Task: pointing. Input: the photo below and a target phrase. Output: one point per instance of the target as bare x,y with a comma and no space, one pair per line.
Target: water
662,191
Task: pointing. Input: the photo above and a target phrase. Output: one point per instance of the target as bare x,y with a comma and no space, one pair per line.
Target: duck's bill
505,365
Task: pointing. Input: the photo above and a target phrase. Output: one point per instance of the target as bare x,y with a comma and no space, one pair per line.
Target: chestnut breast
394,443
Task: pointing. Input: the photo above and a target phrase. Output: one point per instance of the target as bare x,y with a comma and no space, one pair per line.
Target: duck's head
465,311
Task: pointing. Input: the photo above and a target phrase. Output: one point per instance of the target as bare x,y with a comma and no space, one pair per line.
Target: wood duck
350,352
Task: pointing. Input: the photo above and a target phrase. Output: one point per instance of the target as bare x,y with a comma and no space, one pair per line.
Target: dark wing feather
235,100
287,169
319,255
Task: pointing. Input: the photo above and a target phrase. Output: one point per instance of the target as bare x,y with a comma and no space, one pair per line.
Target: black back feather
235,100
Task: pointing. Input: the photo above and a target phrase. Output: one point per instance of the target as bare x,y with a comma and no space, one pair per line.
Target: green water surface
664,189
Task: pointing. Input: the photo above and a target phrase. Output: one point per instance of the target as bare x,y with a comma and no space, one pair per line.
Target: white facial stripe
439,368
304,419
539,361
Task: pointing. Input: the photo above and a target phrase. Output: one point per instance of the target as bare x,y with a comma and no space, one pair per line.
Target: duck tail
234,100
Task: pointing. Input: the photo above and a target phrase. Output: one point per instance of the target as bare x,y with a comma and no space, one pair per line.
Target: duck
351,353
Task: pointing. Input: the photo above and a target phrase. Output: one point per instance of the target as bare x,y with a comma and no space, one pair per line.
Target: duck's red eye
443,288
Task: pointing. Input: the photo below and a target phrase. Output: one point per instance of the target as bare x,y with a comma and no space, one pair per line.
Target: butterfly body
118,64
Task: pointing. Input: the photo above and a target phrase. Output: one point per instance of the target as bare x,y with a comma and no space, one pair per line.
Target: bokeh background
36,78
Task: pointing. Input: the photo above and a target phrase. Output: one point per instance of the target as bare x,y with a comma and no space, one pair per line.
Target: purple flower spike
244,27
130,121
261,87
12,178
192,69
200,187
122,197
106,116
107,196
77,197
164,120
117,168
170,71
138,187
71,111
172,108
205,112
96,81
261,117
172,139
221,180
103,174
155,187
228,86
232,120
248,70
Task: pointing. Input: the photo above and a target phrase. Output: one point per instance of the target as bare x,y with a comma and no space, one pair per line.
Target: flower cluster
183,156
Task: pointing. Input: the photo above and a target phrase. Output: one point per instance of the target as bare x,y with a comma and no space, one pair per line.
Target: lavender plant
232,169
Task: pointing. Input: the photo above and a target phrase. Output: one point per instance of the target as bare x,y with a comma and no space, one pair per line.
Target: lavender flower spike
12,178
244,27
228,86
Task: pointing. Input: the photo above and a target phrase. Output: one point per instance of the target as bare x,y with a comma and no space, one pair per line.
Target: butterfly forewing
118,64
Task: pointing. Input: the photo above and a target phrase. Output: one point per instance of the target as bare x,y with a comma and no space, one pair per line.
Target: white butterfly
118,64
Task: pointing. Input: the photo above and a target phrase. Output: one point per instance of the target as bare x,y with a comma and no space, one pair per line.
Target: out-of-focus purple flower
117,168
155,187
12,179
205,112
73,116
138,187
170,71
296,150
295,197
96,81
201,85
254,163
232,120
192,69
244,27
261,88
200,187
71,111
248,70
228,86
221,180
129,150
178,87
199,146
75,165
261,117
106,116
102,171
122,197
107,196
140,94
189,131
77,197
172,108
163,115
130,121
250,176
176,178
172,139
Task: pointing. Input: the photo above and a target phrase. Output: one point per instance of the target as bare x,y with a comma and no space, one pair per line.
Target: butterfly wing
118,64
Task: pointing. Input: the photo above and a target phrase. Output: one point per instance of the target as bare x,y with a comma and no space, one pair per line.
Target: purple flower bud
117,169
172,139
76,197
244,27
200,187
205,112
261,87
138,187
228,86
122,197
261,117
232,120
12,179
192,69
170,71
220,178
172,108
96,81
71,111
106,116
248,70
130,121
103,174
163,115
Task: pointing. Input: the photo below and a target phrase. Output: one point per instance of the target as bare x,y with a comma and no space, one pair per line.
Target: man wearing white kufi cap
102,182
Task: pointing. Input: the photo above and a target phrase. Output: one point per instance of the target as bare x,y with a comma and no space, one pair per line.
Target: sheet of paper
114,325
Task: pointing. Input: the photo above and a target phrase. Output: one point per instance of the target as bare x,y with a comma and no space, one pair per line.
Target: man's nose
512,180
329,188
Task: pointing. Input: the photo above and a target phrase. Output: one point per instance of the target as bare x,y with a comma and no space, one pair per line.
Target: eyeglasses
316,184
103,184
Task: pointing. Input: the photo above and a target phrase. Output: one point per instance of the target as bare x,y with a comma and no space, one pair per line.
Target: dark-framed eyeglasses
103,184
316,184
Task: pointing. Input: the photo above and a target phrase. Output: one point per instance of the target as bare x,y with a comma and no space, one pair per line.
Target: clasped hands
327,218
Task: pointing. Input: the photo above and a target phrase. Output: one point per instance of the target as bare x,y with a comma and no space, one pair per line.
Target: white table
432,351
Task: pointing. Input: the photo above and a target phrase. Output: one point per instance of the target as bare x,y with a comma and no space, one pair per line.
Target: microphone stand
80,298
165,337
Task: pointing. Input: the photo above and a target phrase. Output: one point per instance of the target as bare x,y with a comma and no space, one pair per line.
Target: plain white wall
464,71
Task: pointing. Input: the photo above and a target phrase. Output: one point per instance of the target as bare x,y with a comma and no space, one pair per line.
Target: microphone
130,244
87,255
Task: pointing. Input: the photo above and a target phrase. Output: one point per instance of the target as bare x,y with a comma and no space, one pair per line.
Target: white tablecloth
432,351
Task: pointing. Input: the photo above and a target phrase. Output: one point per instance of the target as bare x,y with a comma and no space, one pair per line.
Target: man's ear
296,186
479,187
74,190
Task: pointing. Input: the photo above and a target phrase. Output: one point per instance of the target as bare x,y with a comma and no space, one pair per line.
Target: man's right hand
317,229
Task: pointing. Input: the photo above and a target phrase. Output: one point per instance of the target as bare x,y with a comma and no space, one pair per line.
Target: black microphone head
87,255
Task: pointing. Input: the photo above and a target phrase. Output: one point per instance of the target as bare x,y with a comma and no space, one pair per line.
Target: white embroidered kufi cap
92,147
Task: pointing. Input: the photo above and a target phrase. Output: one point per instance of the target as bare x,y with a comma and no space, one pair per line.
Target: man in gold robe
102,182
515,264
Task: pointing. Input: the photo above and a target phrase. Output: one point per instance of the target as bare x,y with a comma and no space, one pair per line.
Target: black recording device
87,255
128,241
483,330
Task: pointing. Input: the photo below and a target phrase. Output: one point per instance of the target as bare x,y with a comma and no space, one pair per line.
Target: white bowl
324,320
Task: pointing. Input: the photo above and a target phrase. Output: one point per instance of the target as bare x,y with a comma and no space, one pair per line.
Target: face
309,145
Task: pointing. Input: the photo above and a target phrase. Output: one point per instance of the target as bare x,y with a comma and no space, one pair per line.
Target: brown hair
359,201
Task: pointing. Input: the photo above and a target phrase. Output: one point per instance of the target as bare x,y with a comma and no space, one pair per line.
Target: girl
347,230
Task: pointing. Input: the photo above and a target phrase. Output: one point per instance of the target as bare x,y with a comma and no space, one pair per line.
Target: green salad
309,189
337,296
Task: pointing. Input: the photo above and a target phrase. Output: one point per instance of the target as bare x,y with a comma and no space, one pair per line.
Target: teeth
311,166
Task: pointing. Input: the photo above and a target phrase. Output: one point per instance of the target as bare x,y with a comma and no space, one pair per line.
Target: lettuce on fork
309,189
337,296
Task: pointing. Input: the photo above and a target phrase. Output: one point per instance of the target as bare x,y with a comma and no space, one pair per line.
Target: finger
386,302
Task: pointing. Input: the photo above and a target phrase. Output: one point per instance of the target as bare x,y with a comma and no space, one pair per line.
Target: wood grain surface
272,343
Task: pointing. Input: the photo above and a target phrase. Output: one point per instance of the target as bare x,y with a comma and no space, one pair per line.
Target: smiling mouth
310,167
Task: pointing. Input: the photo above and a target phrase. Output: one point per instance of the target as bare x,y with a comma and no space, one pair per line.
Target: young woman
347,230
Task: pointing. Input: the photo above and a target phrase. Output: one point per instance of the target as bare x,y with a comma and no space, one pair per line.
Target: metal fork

----

From the listing above, pull out every line that contains the word "eyeglasses", treating case as significant.

Target: eyeglasses
Target: dark-framed eyeglasses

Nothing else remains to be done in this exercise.